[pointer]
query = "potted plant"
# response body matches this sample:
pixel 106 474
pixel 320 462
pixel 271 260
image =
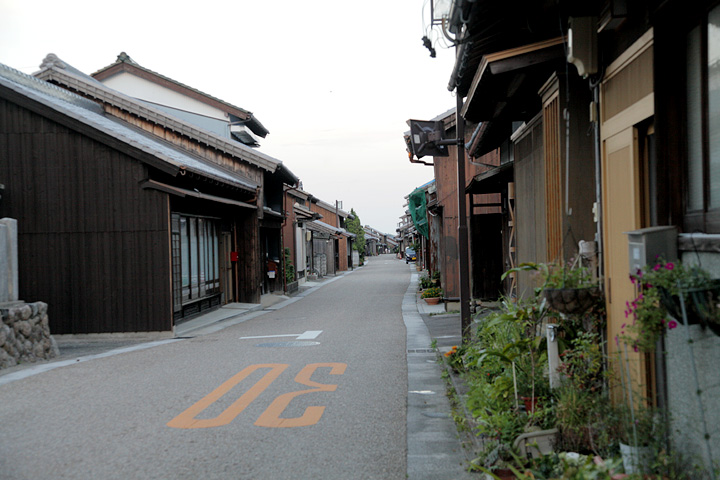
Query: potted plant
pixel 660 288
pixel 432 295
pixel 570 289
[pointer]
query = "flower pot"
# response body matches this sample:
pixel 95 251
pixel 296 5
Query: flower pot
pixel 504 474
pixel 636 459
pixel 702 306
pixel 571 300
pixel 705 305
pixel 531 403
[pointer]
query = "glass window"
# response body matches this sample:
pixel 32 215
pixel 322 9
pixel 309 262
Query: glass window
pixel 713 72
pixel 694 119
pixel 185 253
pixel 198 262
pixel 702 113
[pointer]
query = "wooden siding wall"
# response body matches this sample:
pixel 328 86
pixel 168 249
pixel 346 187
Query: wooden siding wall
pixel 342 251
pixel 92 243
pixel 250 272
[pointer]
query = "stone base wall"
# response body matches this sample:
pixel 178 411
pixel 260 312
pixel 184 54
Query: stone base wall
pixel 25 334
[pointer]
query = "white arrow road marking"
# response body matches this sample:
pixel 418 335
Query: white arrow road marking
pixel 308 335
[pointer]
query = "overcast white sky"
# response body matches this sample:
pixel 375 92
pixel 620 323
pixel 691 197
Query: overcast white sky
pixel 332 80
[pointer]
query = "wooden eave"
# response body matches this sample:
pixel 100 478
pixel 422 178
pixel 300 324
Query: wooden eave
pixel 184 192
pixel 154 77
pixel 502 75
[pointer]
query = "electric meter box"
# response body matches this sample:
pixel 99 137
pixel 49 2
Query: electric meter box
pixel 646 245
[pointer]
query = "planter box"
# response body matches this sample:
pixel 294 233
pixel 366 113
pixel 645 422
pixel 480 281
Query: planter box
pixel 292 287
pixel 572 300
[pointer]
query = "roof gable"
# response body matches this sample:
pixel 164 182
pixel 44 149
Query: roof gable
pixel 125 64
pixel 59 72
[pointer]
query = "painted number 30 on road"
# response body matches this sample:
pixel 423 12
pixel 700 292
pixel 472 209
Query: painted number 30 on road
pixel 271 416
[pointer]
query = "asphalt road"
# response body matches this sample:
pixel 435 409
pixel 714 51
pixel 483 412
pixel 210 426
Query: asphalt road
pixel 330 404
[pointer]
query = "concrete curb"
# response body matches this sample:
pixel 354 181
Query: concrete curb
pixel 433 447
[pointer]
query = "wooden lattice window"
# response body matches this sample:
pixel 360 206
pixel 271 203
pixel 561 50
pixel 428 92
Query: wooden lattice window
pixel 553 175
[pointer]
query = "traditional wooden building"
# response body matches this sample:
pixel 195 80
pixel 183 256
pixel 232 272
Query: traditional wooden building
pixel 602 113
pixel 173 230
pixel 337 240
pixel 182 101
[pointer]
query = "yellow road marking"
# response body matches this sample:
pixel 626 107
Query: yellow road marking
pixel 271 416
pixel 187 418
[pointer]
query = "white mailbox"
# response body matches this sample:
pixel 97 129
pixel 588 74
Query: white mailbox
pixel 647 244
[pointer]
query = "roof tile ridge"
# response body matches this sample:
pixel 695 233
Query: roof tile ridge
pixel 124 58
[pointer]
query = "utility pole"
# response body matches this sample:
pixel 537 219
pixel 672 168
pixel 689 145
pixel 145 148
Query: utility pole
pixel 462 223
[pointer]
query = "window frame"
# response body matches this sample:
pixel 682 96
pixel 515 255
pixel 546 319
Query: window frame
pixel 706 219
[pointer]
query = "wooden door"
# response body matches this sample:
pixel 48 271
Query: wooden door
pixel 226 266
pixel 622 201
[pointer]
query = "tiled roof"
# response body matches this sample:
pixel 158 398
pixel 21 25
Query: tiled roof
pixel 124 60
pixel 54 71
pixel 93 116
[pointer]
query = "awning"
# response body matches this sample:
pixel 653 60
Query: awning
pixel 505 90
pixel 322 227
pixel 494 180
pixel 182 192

==

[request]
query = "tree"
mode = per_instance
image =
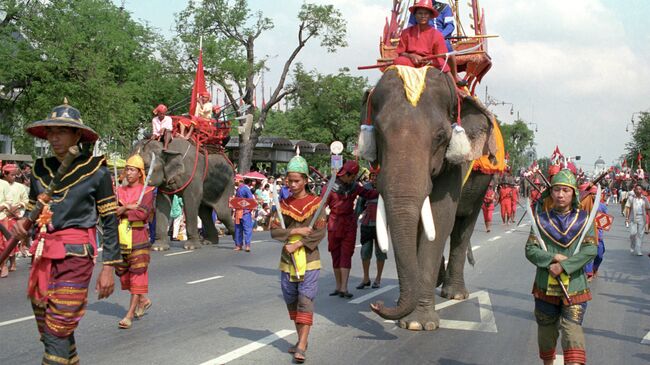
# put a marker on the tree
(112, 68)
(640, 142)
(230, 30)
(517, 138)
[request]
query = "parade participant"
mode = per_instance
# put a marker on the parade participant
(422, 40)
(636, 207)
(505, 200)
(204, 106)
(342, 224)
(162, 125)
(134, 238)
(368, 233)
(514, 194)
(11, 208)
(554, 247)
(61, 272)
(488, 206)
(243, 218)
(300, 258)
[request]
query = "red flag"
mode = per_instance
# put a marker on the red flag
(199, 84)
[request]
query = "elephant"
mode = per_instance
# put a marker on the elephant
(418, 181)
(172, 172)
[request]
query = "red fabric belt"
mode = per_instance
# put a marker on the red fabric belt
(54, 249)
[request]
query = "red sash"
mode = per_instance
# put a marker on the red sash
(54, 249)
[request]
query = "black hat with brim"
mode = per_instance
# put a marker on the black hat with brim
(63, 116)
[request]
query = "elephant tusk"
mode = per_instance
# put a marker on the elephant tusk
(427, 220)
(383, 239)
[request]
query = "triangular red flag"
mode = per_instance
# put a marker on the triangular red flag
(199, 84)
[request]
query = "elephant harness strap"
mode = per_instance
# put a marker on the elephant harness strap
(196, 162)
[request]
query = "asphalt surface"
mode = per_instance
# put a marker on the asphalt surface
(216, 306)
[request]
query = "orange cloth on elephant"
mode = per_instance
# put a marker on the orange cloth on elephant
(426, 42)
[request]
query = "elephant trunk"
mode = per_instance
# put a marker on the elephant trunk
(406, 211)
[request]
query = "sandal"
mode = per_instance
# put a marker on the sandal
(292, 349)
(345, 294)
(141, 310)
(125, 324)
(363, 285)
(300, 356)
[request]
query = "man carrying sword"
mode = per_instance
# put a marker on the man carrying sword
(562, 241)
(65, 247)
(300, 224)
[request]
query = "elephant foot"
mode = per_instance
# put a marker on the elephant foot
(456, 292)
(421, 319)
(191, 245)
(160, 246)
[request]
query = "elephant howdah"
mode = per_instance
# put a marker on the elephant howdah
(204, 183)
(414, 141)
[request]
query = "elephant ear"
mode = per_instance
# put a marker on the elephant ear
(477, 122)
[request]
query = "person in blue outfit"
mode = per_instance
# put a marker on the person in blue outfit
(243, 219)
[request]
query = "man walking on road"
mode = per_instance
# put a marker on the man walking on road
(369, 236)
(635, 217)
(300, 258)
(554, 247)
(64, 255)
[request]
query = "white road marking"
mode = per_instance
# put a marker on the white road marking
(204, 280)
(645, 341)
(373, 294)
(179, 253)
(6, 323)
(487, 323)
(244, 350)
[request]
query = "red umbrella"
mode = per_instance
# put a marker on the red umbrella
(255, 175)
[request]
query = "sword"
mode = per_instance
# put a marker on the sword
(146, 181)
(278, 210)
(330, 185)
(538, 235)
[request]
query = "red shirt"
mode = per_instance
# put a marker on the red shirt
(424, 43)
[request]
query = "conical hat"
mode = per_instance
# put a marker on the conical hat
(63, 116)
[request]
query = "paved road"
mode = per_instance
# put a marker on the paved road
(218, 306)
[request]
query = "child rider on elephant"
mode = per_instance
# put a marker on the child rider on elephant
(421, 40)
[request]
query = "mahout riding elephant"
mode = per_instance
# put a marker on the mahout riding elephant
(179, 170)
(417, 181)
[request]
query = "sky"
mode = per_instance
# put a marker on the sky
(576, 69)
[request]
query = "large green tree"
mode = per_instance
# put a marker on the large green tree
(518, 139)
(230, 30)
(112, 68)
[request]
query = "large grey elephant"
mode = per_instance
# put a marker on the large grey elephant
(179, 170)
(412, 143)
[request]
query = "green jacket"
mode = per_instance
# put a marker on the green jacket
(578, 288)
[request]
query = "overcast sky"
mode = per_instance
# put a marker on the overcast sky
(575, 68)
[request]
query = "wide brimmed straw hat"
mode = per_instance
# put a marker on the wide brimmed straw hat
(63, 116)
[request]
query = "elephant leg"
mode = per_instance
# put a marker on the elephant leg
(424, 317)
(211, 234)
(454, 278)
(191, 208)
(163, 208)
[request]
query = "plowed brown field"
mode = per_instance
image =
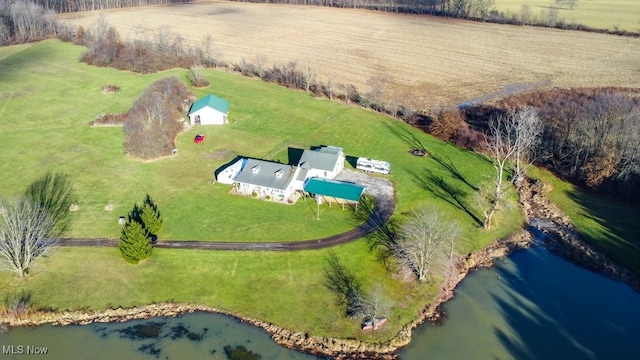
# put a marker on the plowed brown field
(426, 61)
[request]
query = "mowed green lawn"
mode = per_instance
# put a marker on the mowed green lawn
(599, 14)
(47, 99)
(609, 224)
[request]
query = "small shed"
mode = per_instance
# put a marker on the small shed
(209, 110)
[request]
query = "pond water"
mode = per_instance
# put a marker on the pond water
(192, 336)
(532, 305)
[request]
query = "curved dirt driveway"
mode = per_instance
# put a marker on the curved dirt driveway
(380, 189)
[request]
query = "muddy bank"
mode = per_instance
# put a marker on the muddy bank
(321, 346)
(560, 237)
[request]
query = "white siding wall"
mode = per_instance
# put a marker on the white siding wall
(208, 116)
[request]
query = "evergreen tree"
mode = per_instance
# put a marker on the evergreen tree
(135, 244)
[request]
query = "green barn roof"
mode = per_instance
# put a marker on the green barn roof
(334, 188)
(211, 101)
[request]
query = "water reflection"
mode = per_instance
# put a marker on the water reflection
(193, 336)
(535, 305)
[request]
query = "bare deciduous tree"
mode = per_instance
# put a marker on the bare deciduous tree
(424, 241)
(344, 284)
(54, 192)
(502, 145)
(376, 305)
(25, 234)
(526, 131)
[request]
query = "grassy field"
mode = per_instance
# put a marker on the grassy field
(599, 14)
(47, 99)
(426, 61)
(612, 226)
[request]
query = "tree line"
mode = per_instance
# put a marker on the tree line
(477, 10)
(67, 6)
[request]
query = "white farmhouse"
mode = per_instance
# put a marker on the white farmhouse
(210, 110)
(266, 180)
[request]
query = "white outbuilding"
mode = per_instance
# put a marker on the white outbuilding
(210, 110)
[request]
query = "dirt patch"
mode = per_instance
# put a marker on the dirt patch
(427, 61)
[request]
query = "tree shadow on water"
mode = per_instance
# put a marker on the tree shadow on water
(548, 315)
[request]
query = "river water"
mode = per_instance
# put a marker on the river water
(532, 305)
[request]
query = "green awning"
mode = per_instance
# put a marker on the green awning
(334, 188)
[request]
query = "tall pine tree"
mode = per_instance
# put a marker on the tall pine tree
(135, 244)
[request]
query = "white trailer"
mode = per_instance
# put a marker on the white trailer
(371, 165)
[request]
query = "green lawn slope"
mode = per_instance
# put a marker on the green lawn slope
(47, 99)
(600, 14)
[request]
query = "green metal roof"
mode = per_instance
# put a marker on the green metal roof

PROMPT: Using the material above, report each line where "metal" occurs.

ANSWER:
query = "green metal roof"
# put a marker on the green metal roof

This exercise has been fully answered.